▶ **Document text**:
The excavation area, at the end of the sampling, turned out to be very large and, progressively, in the depression that was created two small lakes were formed, which have now become a precious refuge and resting place for sedentary and migratory waterfowl, so much so that the area has been declared of wildlife and environmental interest, obtaining the WWF blazon with the name of Oasi del Bassone.
Of course, it would have been better if a nefarious war had not broken out but, at least today, the Bassone is an oasis of peace!
RESOURCES FROM WASTE
It was customary for the dry cleaners who worked on behalf of third parties to keep a sample of the processed goods for possible disputes, should complaints arise for non-compliance or manufacturing defects.
Once the terms for any complaints expired, the fabric stretches were divided by type and so was for the processing scraps.
The silk was sold directly to the cascamificio (the kind of company that processes usable residues from the processing of another product), to re-enter the cycle as schappe (reusable residue), and the traces of other fibers went to the ragmen of Prato who divided them and transformed them into "new" yarns and fabrics.
This was at least until the wading factory was in operation and the fibers worked were natural and / or artificial ones. The advent of synthetic fibers and their blends has made the separation of the fibers more complicated, difficult and uneconomical, and therefore also the recovery of waste in view of their reuse.
Another destination was the waste of the yarns in the Pessina dyeing house.
The scraps and the expired references made of silk were sold untouched to the cascamificio (as for the fabric scraps).
In this ingenious way, the references of yarns of other nature found new life: using a braiding machine they were coupled and transformed into variously colored cords and used as twine to tie the bundles of skeins to be sent to customers.
The plaiting machine was placed in a room adjacent to the porter's lodge and was put into operation by the night guard: the noise was such as to effectively help keep the vigilante awake.
SATURNISM
The polishers used lead black ink to make the transparencies used to prepare the printing pictures. It was a particular ink in which the lead component contributed to a greater impenetrability to light, to obtain sharper and better-defined photoengraving in minute details.

▶ **Parts of the exercise**:
**A)** Quote the portion of the textile-history passage that opens with the words containing "Once the terms" and closes with "Pessina dyeing house.".
**B)** Answer these questions from the textile-history passage:
(i) Under what name did the area with the two small lakes obtain the WWF blazon?
(ii) Where did the traces of fibers other than silk from the fabric stretches go?
(iii) Who put the plaiting machine into operation?
**C)** Proceed with the textile-history passage from the point where it stops.

▶ **Information provided**:
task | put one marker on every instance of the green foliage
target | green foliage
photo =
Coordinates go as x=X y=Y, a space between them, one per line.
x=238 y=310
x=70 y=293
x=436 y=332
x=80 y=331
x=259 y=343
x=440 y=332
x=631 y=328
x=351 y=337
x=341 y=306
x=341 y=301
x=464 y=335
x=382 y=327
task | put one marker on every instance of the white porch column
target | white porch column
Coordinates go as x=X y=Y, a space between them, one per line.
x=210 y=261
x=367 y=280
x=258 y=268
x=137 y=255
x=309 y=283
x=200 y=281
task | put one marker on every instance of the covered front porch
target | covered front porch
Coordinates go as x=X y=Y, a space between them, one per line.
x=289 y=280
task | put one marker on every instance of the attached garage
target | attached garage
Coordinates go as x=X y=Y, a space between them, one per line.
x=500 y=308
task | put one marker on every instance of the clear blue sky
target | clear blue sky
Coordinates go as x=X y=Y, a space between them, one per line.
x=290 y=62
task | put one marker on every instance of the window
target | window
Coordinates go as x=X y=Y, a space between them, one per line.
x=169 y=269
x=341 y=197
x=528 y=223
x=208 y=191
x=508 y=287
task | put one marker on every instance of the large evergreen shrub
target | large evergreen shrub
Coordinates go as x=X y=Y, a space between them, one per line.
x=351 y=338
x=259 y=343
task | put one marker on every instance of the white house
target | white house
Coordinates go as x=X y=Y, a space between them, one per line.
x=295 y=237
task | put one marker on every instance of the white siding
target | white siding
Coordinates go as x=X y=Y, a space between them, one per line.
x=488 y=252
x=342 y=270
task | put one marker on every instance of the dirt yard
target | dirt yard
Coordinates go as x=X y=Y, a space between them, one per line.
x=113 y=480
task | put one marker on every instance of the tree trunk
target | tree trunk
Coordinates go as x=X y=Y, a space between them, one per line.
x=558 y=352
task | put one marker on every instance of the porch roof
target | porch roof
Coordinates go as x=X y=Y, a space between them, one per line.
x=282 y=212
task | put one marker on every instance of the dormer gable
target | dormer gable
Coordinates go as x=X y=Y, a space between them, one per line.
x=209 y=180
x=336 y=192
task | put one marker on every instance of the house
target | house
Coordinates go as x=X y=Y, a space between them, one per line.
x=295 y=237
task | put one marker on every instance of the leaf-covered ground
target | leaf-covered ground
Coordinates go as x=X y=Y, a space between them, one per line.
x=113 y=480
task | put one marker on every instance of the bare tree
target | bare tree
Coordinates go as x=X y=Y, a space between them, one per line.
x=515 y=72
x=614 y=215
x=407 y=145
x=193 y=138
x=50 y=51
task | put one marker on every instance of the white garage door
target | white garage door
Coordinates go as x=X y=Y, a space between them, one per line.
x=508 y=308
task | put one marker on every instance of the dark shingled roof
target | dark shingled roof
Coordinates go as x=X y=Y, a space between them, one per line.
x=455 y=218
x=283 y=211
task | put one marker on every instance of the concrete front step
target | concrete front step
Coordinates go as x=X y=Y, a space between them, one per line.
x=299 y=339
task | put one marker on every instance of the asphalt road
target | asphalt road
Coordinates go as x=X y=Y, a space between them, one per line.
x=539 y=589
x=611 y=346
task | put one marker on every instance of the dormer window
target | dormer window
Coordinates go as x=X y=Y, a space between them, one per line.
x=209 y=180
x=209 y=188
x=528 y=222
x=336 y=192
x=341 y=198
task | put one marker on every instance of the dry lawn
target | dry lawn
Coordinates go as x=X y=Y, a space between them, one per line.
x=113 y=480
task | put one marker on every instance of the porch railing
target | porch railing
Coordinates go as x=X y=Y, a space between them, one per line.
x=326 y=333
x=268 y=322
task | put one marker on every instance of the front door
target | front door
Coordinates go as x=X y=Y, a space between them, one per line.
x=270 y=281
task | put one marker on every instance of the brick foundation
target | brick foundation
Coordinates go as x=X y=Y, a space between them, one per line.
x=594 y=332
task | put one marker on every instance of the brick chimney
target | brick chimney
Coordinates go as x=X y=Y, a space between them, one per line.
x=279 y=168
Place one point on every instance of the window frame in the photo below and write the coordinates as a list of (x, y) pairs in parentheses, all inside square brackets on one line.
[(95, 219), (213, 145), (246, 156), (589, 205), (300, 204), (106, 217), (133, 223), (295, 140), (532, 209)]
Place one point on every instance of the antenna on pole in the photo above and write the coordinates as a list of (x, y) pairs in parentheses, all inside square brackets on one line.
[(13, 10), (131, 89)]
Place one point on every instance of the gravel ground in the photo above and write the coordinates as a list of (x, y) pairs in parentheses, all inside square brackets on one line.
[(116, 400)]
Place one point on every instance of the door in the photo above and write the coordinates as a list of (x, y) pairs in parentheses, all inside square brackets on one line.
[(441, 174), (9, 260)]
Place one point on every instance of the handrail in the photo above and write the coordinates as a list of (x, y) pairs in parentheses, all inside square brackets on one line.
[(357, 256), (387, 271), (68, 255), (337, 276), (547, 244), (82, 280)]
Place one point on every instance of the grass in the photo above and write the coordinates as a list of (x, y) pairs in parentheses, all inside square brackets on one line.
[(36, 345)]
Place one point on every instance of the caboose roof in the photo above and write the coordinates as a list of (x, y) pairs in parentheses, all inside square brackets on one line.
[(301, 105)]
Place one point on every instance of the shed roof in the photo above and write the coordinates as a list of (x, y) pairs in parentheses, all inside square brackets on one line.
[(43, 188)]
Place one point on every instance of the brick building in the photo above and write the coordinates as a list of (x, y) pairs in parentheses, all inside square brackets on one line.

▶ **Answer list**:
**A)**
Once the terms for any complaints expired, the fabric stretches were divided by type and so was for the processing scraps.
The silk was sold directly to the cascamificio (the kind of company that processes usable residues from the processing of another product), to re-enter the cycle as schappe (reusable residue), and the traces of other fibers went to the ragmen of Prato who divided them and transformed them into "new" yarns and fabrics.
This was at least until the wading factory was in operation and the fibers worked were natural and / or artificial ones. The advent of synthetic fibers and their blends has made the separation of the fibers more complicated, difficult and uneconomical, and therefore also the recovery of waste in view of their reuse.
Another destination was the waste of the yarns in the Pessina dyeing house.

**B)**
(i) Oasi del Bassone
(ii) To the ragmen of Prato
(iii) The night guard

**C)**
As is customary, to obtain very fine and subtle details in painting it is necessary to thin the tip of the brush, which painters usually achieve by squeezing the apex of the tips between lips moistened with saliva. Over time, the lead in the ink was absorbed by the body through the digestive system, leading to sometimes severe cases of saturnism (Nausea, vomiting, diarrhea, intense abdominal pain, anemia, jaundice, kidney failure)
DEAFNESS
In the weaving departments, when the looms worked with the shuttles, the continuous and repeated sharp blow inflicted by the swords on the shuttle produced a deafening noise that inevitably generated deafness. Now shuttle looms are almost a thing of the past and the new weft insertion technologies are much less noisy; in addition, protective headphones were also introduced, so today the hearing of the weavers has benefited greatly.
TIN: WASTEWATER AND SILK CHARGE
At least one third of the tin which was used in the processes of mineral loading of silk was lost in the washing waters.
To tell the truth, the tin that flowed freely into Lake Como was not particularly dangerous, as tin is a heavy non-toxic metal (just think of the tinplate of cans used before the enameled strip).
The boys of the early twentieth century generation went to make the slide on the big mud (scivolo sül paltôn, in dialect) referring to the slippery sediment formed by the accumulation of tin hydrates on the mouth of the free discharge of the waste water of the Tintoria Pessina in Cosia.
The recovery of tin was born as a response to an economic problem, given the high value that this metal has always had.
On the other hand, until the 1970s, no one was concerned with ecology and environmental sustainability; indeed, it was considered only an avoidable cost.